* **PROBLEM TO SOLVE**: Please return the lines below verbatim, beginning at the one that has "Where can the paved" and stopping after the one that has "Where can the roof", and add no other lines.

* **INFORMATION SUPPLIED**:
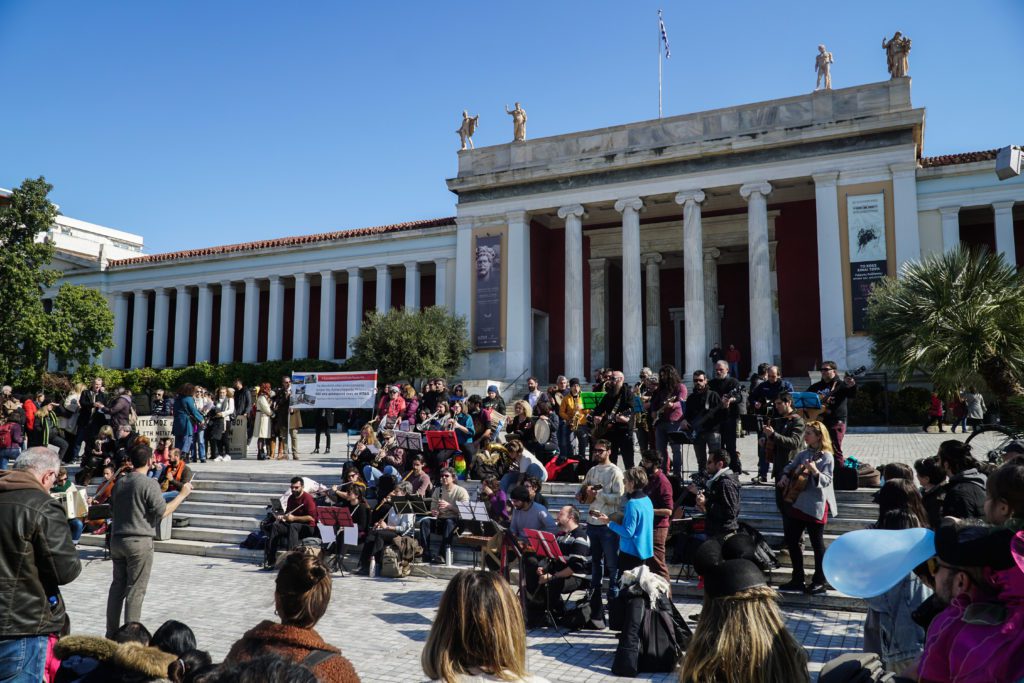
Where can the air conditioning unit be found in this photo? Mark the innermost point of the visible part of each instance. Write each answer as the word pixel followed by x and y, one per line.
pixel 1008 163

--

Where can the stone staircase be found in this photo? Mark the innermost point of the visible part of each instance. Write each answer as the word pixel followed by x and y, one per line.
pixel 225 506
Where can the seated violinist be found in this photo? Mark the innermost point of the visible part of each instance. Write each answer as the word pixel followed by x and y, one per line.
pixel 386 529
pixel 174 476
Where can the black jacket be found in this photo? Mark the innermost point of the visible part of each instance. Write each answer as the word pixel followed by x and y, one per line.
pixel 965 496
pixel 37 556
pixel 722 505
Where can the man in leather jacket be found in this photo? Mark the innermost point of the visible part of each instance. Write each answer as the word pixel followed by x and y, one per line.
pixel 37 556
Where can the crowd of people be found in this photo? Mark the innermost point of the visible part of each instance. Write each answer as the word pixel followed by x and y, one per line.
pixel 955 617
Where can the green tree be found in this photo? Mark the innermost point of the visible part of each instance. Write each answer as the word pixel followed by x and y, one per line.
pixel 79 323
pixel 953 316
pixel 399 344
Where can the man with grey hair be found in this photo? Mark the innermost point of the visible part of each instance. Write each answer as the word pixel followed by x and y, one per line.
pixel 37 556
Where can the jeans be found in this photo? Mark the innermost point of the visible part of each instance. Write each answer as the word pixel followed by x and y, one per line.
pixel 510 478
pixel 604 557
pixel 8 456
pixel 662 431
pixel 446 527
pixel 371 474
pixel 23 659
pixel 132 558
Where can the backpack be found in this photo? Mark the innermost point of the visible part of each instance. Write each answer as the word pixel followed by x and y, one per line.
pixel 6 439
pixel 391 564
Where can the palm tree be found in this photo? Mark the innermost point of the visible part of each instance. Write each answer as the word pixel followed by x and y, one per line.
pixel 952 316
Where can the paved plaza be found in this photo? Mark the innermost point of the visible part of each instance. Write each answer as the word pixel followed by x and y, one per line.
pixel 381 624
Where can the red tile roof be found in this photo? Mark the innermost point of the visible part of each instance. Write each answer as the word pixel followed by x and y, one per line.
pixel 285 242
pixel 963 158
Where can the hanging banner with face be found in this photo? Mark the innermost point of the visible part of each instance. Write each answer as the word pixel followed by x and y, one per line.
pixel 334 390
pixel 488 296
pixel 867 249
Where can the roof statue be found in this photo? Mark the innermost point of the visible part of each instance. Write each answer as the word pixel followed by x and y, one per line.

...

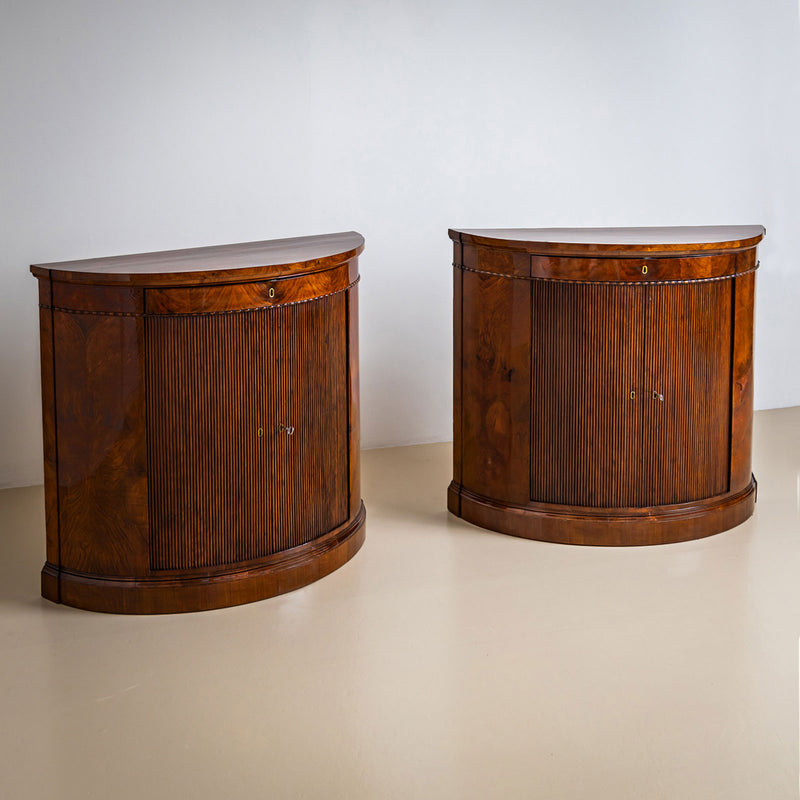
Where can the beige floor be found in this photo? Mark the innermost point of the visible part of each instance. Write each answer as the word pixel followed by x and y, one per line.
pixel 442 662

* **SOLUTION FOR THIS PROBLEM**:
Where can the paved plaza be found in this photo? Mark the innermost point of the visible part of each instance. Write each answer as the word pixel followed by x and y, one per line.
pixel 381 624
Where can the red tile roof be found in this photo? Mark the innermost point of the visible part of each instance. Write each answer as the word pixel followed by x and y, one per line.
pixel 285 242
pixel 963 158
Where can the hanging banner with face be found in this photo? Mark the innermost point of the visible part of each instance. Write each answer as the word pixel followed by x and y, one per line.
pixel 334 390
pixel 488 296
pixel 867 249
Where can the roof statue be found in this photo? Mark the innermost point of the visible part of each instance. Write each answer as the word pixel followed by x and y, one per line.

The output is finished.